▶ What is expected
Leave out the pictures and output exactly the lines below from the one with "Task: indicate the treeline" down to the one with "Task: indicate the dark", both of them included.

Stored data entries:
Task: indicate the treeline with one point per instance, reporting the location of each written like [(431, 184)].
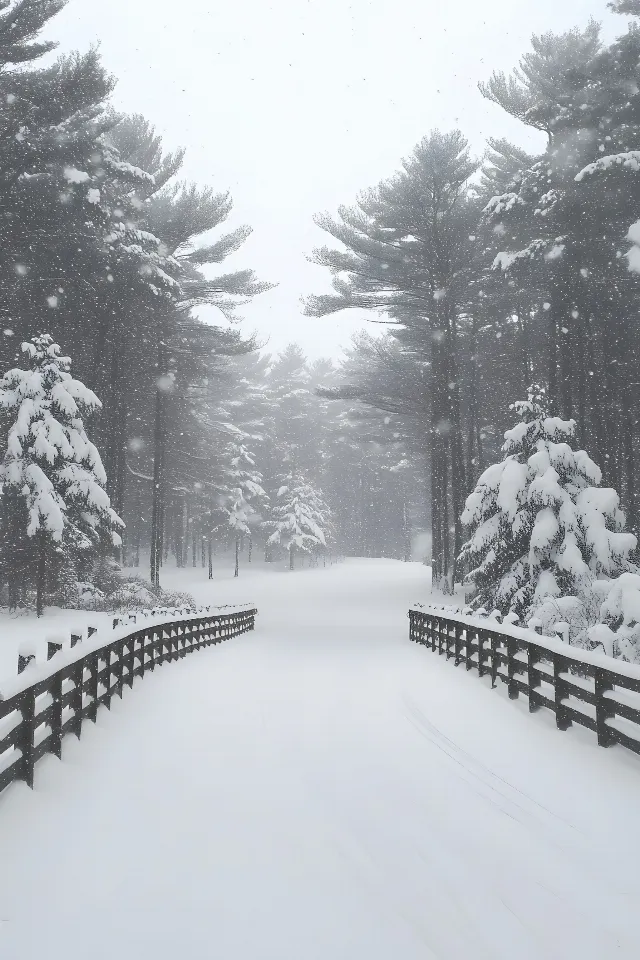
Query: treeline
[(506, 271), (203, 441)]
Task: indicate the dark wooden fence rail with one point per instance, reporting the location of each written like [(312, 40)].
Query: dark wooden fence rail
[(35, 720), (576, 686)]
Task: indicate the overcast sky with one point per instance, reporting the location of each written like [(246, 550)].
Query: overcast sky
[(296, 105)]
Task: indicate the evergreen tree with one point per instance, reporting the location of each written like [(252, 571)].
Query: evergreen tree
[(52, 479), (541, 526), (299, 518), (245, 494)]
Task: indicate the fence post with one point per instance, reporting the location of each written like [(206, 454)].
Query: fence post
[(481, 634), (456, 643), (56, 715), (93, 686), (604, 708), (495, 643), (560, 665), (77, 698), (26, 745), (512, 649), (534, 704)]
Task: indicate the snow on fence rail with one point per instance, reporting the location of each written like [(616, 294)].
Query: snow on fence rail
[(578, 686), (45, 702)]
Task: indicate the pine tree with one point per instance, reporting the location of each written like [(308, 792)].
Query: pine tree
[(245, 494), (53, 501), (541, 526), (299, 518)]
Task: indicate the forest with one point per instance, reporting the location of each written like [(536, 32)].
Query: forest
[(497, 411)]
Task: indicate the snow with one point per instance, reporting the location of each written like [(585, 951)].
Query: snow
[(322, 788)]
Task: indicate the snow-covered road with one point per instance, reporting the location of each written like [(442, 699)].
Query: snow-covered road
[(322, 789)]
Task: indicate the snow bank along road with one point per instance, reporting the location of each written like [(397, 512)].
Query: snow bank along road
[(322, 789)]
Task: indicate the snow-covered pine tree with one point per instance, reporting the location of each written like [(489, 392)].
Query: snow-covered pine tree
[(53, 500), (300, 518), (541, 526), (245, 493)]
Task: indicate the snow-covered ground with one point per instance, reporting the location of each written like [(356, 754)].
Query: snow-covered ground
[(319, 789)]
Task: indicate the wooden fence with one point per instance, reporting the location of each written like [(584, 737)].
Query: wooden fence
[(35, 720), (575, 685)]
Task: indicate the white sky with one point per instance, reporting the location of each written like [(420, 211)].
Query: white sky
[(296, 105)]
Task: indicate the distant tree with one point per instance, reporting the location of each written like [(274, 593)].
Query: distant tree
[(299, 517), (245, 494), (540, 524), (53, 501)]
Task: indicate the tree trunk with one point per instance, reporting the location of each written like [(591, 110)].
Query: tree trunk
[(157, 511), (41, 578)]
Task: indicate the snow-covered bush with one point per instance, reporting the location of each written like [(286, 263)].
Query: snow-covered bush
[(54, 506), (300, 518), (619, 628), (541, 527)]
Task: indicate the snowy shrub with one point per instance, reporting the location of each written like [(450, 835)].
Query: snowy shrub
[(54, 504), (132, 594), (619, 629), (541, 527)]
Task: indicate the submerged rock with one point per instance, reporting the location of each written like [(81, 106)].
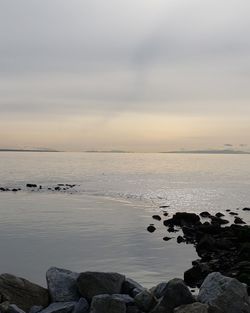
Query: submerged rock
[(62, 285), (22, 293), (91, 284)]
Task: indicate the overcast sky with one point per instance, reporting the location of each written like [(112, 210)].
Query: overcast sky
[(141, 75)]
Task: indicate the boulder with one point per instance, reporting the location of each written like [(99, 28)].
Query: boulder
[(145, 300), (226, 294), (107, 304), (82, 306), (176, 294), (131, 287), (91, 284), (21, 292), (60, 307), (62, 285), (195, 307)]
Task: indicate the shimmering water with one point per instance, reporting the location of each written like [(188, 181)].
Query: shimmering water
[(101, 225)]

* * *

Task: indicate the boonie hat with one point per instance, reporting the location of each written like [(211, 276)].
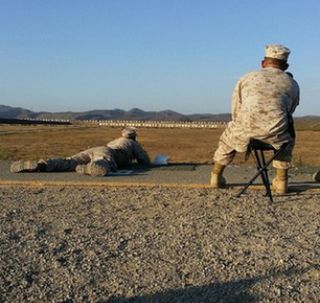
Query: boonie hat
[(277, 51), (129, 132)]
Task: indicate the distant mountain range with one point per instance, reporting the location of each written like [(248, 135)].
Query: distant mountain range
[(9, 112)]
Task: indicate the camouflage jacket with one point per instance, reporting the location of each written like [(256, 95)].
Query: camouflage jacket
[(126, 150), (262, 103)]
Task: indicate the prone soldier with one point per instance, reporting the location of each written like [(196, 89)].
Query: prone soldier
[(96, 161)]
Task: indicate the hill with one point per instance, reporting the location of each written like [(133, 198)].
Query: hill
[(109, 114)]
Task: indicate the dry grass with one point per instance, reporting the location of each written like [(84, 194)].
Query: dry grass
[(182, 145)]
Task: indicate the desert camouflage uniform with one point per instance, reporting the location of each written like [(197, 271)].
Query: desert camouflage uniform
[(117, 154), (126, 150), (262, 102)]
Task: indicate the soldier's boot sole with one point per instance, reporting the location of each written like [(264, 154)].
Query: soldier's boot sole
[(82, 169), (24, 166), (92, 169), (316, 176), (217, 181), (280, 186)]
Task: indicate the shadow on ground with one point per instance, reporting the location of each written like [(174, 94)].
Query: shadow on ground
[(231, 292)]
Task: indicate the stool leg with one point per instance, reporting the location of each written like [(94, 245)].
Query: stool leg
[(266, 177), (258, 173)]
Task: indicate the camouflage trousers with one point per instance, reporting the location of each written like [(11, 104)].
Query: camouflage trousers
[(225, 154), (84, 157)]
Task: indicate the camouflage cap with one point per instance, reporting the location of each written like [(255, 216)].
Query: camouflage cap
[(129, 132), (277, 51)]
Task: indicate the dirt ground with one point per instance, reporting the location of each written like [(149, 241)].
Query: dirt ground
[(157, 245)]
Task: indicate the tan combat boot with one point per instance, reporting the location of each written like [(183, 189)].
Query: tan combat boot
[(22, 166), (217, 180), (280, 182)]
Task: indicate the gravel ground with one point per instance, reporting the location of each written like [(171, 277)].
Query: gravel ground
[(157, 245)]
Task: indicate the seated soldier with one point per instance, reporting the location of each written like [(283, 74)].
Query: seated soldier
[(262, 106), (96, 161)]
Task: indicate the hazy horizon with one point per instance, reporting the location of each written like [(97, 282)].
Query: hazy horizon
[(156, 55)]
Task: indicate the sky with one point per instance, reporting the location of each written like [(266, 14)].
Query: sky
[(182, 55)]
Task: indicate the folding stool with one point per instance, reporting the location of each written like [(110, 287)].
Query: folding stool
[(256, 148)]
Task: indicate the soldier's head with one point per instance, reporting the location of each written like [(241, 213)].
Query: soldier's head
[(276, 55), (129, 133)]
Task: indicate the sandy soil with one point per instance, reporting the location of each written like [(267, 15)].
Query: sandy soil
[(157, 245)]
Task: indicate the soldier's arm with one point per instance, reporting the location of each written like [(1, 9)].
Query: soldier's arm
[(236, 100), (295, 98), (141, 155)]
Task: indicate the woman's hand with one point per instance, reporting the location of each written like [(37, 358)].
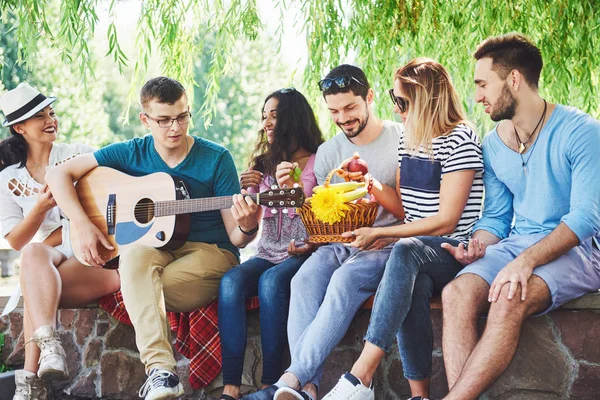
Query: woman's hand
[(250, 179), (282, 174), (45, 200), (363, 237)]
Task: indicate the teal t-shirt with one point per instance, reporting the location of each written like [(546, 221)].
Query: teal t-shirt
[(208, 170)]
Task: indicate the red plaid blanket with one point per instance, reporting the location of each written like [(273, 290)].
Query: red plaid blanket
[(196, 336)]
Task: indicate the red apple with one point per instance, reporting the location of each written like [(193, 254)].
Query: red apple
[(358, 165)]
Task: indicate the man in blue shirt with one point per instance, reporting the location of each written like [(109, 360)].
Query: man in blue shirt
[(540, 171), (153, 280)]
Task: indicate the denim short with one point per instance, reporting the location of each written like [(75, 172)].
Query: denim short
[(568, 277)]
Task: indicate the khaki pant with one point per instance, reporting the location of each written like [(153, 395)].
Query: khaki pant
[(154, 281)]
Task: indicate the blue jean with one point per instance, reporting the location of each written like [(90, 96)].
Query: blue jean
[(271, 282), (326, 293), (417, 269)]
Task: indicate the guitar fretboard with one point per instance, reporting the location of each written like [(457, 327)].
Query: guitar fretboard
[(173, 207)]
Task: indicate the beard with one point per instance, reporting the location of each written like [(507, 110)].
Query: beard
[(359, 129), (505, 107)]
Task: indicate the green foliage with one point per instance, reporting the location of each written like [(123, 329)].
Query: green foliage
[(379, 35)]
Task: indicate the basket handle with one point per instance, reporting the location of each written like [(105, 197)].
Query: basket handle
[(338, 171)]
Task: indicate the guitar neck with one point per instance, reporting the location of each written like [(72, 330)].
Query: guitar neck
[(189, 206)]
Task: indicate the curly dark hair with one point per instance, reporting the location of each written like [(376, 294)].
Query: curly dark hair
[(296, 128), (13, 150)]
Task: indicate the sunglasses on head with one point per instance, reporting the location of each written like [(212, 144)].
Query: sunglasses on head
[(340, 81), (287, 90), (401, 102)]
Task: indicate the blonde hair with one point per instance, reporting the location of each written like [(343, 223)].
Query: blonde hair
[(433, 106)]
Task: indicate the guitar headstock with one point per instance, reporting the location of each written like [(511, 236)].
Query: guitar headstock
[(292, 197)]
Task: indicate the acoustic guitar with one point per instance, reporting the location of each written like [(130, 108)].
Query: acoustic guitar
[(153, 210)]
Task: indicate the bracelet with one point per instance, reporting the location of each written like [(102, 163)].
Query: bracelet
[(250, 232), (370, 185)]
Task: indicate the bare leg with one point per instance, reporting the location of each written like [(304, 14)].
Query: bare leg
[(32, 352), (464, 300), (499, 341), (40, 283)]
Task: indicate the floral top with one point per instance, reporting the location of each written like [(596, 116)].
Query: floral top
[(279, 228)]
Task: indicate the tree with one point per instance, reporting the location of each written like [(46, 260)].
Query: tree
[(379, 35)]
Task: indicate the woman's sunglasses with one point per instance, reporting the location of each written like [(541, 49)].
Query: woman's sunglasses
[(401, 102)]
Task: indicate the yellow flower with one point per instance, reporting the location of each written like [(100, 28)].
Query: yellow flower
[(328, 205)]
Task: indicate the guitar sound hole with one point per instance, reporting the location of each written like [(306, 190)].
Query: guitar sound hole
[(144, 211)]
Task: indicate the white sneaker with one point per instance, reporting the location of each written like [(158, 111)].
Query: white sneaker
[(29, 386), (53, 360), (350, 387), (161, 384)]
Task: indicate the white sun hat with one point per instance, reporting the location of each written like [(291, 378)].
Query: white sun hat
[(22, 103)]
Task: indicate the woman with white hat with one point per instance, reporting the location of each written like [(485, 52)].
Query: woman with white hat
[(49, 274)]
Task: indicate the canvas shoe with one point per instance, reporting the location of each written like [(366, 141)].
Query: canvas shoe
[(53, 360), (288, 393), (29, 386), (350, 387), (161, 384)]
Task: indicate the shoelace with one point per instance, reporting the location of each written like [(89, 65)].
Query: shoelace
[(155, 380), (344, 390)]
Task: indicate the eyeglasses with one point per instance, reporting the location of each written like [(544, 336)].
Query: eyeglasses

▶ Written solution
Task: indicate the treeline with one point per instance, reporting the location of each written like [(431, 184)].
Query: treeline
[(506, 271), (203, 441)]
Task: indicate the dark wooden fence rail with one point per instance, reporting the location of each written like [(312, 40)].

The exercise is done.